* Requirements *
Rewrite the lines below as a numbered list, skipping any blank lines.

++++ Material shown

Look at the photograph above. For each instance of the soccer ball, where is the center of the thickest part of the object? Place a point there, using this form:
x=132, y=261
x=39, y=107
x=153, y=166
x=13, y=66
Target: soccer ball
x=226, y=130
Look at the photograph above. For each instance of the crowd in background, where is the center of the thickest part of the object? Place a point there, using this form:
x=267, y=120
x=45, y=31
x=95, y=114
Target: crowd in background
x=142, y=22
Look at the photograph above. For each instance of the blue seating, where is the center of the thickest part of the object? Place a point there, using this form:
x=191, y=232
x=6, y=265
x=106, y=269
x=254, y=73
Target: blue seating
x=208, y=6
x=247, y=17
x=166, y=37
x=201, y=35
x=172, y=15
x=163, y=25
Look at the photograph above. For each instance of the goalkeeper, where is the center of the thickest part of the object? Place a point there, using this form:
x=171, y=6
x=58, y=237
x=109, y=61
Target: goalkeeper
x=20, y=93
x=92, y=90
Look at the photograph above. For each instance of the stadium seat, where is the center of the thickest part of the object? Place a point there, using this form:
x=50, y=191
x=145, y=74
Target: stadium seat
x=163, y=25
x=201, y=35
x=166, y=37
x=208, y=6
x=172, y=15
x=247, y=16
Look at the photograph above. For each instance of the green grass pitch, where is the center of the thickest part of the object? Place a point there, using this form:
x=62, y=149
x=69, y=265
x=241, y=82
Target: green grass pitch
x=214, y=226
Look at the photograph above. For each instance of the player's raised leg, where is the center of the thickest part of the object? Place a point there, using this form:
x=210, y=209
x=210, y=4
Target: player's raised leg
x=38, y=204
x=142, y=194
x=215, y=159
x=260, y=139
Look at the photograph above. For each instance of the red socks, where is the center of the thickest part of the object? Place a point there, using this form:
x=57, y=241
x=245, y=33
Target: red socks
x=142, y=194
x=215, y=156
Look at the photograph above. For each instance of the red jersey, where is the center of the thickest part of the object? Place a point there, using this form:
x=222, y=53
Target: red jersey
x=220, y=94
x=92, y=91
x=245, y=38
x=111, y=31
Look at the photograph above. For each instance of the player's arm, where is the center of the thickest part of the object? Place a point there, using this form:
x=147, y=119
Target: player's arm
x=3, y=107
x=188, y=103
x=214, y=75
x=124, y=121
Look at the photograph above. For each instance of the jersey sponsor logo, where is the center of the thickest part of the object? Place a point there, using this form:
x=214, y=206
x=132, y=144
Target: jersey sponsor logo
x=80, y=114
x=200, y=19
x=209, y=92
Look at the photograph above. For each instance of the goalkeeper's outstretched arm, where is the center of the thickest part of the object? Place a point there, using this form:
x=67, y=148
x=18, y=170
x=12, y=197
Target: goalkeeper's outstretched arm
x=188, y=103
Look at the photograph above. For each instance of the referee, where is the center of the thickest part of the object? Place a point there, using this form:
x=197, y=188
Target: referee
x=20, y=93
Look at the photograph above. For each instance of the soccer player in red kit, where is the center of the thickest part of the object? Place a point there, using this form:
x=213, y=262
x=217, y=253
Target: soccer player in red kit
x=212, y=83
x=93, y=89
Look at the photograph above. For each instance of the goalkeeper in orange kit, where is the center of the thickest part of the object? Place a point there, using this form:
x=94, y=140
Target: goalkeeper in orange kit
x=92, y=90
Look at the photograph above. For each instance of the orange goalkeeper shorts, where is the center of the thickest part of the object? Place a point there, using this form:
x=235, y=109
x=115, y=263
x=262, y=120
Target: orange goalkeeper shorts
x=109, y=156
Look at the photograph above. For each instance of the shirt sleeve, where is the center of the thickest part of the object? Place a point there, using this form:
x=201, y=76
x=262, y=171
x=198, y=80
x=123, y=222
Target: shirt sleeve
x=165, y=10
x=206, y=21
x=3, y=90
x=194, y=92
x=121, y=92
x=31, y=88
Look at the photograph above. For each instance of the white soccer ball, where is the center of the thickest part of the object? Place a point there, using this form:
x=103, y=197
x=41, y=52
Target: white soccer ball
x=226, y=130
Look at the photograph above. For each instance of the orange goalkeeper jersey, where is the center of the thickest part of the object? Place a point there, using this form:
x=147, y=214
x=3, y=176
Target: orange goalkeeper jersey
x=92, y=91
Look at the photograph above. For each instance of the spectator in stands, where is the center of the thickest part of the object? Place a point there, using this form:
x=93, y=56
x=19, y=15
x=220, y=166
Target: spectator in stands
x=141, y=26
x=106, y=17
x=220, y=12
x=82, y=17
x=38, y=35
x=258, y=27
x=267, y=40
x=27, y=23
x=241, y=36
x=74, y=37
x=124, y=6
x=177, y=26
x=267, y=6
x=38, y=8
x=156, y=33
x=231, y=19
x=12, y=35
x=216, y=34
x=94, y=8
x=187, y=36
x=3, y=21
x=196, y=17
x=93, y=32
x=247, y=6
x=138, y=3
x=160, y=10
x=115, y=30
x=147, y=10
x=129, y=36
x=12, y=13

++++++++

* Result of the exercise *
1. Look at the photograph above. For each instance of the soccer ball, where is the center of the thickest part of the object? Place a point there, using this form:
2. x=132, y=261
3. x=39, y=107
4. x=153, y=166
5. x=13, y=66
6. Target: soccer ball
7. x=226, y=130
8. Look at the photograph above. For each instance of the crowd in background, where is the center of the thickest part of the object? Place a point there, using this form:
9. x=267, y=120
10. x=45, y=31
11. x=95, y=114
12. Target: crowd in background
13. x=142, y=22
14. Look at the photograph above. For each instance of the blue seating, where is the center of the thickest part of the object? Place a point there, using this form:
15. x=191, y=232
16. x=6, y=265
17. x=106, y=269
18. x=254, y=73
19. Target: blue seating
20. x=208, y=6
21. x=247, y=17
22. x=166, y=37
23. x=201, y=35
24. x=172, y=15
25. x=163, y=25
26. Look at the photograph above. For each instance of the goalkeeper, where is the center of the thickest part of the object? Place a point there, using this form:
27. x=171, y=6
28. x=58, y=237
29. x=109, y=61
30. Target: goalkeeper
31. x=20, y=93
32. x=92, y=90
33. Look at the photograph above. For each instance of the stadium seat, where is the center of the thickest part of the object? Place a point there, using this form:
34. x=50, y=191
35. x=145, y=74
36. Target: stadium seat
37. x=163, y=25
38. x=201, y=35
39. x=166, y=37
40. x=208, y=6
41. x=172, y=15
42. x=247, y=16
43. Look at the photograph above. For each instance of the green grass pitch, where is the center of the thickest part of the object? Place a point there, using this form:
44. x=62, y=149
45. x=69, y=265
46. x=241, y=82
47. Target: green grass pitch
48. x=214, y=226
49. Look at the photograph above. For each instance of the player's raised leg, where is the center of the thickest part of the object? Place a point there, using this form:
50. x=210, y=209
51. x=210, y=4
52. Target: player's raised leg
53. x=38, y=204
54. x=142, y=194
55. x=215, y=159
56. x=260, y=139
57. Look at the photograph above. For each instance of the red socks, where is the center of the thickest part of the object? Place a point there, using this form:
58. x=57, y=241
59. x=245, y=33
60. Target: red socks
61. x=142, y=194
62. x=215, y=156
63. Look at the photograph above. For each instance of the red jersey, where is the center of the thickest part of the object? Place a point there, using this form:
64. x=222, y=53
65. Target: red jersey
66. x=220, y=94
67. x=92, y=91
68. x=245, y=38
69. x=111, y=31
70. Look at the photograph above. For each instance of the player's arm, where is the center of the thickest part of the object? Place a point there, using this form:
71. x=147, y=119
72. Target: player's arm
73. x=3, y=107
74. x=188, y=103
75. x=214, y=75
76. x=124, y=121
77. Look at the photograph above. For each instance of the jersey sponsor logo, where is the center of the thickest part of the object? Place a point there, using this form:
78. x=214, y=206
79. x=132, y=144
80. Target: jersey sponsor logo
81. x=80, y=114
82. x=200, y=19
83. x=209, y=92
84. Look at the photograph above. For each instance of the goalkeeper's outstretched arm, where is the center of the thickest part of the object? Place a point there, using this form:
85. x=67, y=148
86. x=18, y=170
87. x=12, y=197
88. Target: goalkeeper's outstretched arm
89. x=188, y=103
90. Look at the photograph above. For each instance of the referee, where is the center of the thickest part of the object? Place a point there, using this form:
91. x=197, y=188
92. Target: referee
93. x=20, y=93
94. Look at the photograph above. For each instance of the soccer player in red kit, where is the center of the thickest part of the object? Place a point there, using this form:
95. x=213, y=262
96. x=217, y=253
97. Target: soccer player in red kit
98. x=212, y=83
99. x=93, y=89
100. Look at the photograph above. For each instance of the goalkeeper in orange kit, where is the center of the thickest part of the object? Place a point there, using this form:
101. x=94, y=140
102. Target: goalkeeper in orange kit
103. x=92, y=90
104. Look at the photograph above. For each instance of the orange goalkeeper shorts, where is the center of the thickest part of the object? Place a point there, using this form:
105. x=235, y=109
106. x=115, y=263
107. x=262, y=120
108. Target: orange goalkeeper shorts
109. x=109, y=156
110. Look at the photograph above. For each instance of the shirt sleeve, where is the center of the thickest part of the object? Place a point there, using this form:
111. x=201, y=76
112. x=262, y=171
113. x=198, y=80
114. x=123, y=222
115. Target: shirt sleeve
116. x=165, y=10
117. x=206, y=21
118. x=3, y=90
119. x=194, y=92
120. x=121, y=92
121. x=31, y=88
122. Look at the photograph above. For each instance of the white soccer ball, where is the center of the thickest part of the object? Place a point there, using this form:
123. x=103, y=197
124. x=41, y=52
125. Target: white soccer ball
126. x=226, y=130
127. Look at the photograph above. For each instance of the orange goalkeeper jersey, where is the center of the thickest part of the object? Place a point there, using this form:
128. x=147, y=214
129. x=3, y=176
130. Target: orange goalkeeper jersey
131. x=92, y=91
132. Look at the photograph above. For each instance of the spectator in stands, where is the center of the thickest part of the object? Place a point there, using this form:
133. x=93, y=56
134. x=19, y=15
135. x=220, y=166
136. Target: spectator in stands
137. x=141, y=26
138. x=106, y=17
139. x=220, y=12
140. x=82, y=17
141. x=38, y=35
142. x=258, y=27
143. x=267, y=40
144. x=27, y=23
145. x=241, y=36
146. x=74, y=37
147. x=124, y=6
148. x=177, y=26
149. x=267, y=6
150. x=38, y=8
151. x=156, y=33
152. x=231, y=19
153. x=12, y=35
154. x=216, y=34
155. x=94, y=8
156. x=187, y=36
157. x=3, y=21
158. x=196, y=17
159. x=93, y=32
160. x=247, y=6
161. x=138, y=3
162. x=160, y=10
163. x=115, y=30
164. x=147, y=10
165. x=129, y=36
166. x=12, y=13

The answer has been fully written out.